======== PAGE EXTRACT

ALLOW FILTERING explained

By Benjamin Lerer -  December 15, 2014 | 20 Comments

While discussing with people at the London C* Summit, I realized that it was not always clear for them why Cassandra requires ALLOW FILTERING for some CQL queries and not for some others.

Why ALLOW FILTERING?

Let’s take for example the following table:

CREATE TABLE blogs (blogId int, 
                    time1 int, 
                    time2 int, 
                    author text, 
                    content text, 
                    PRIMARY KEY(blogId, time1, time2));

If you execute the following query:

SELECT * FROM blogs;

Cassandra will return you all the data that the table blogs contains.

If you now want only the data at a specified time1, you will naturally add an equal condition on the column time1:

SELECT * FROM blogs WHERE time1 = 1418306451235;

In response, you will receive the following error message:

Bad Request: Cannot execute this query as it might involve data filtering and thus may have unpredictable performance. If you want to execute this query despite the performance unpredictability, use ALLOW FILTERING.

Cassandra knows that it might not be able to execute the query in an efficient way. It is therefore warning you: “Be careful. Executing this query as such might not be a good idea as it can use a lot of your computing resources”.

The only way Cassandra can execute this query is by retrieving all the rows from the table blogs and then by filtering out the ones which do not have the requested value for the time1 column.

================

**WHAT YOU NEED TO DO**
1/ Transcribe the part of the ALLOW FILTERING article starting at "SELECT * FROM blogs WHERE" and ending at "the time1 column.".
2/ Condense the paragraph of the ALLOW FILTERING article that begins "Cassandra knows that it might not" into one sentence, keeping its main facts.
3/ Name every column defined in the blogs table in the ALLOW FILTERING article.
The lines after this point are separate material, unrelated to the ALLOW FILTERING article.

======== SUPPLIED ENTRIES

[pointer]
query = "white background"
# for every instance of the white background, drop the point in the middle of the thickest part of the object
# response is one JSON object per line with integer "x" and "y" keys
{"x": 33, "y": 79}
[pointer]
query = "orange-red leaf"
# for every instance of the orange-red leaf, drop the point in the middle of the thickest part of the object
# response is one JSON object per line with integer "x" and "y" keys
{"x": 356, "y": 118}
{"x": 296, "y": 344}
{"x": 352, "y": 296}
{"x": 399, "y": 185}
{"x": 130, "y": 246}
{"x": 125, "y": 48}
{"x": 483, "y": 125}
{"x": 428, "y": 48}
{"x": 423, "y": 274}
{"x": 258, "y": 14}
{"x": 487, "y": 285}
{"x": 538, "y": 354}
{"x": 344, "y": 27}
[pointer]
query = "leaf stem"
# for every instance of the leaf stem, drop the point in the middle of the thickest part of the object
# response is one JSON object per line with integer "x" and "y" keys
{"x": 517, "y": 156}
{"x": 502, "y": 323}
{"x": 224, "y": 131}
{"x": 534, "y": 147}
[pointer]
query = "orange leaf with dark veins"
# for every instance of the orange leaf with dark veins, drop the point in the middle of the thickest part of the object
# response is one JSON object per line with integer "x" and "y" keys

================

**ANSWERS FOR THIS EXERCISE**
1/
SELECT * FROM blogs WHERE time1 = 1418306451235;

In response, you will receive the following error message:

Bad Request: Cannot execute this query as it might involve data filtering and thus may have unpredictable performance. If you want to execute this query despite the performance unpredictability, use ALLOW FILTERING.

Cassandra knows that it might not be able to execute the query in an efficient way. It is therefore warning you: “Be careful. Executing this query as such might not be a good idea as it can use a lot of your computing resources”.

The only way Cassandra can execute this query is by retrieving all the rows from the table blogs and then by filtering out the ones which do not have the requested value for the time1 column.

2/ Cassandra recognizes that it may not be able to run the query efficiently, so it warns that executing it as written could use a lot of computing resources.

3/ blogId, time1, time2, author, content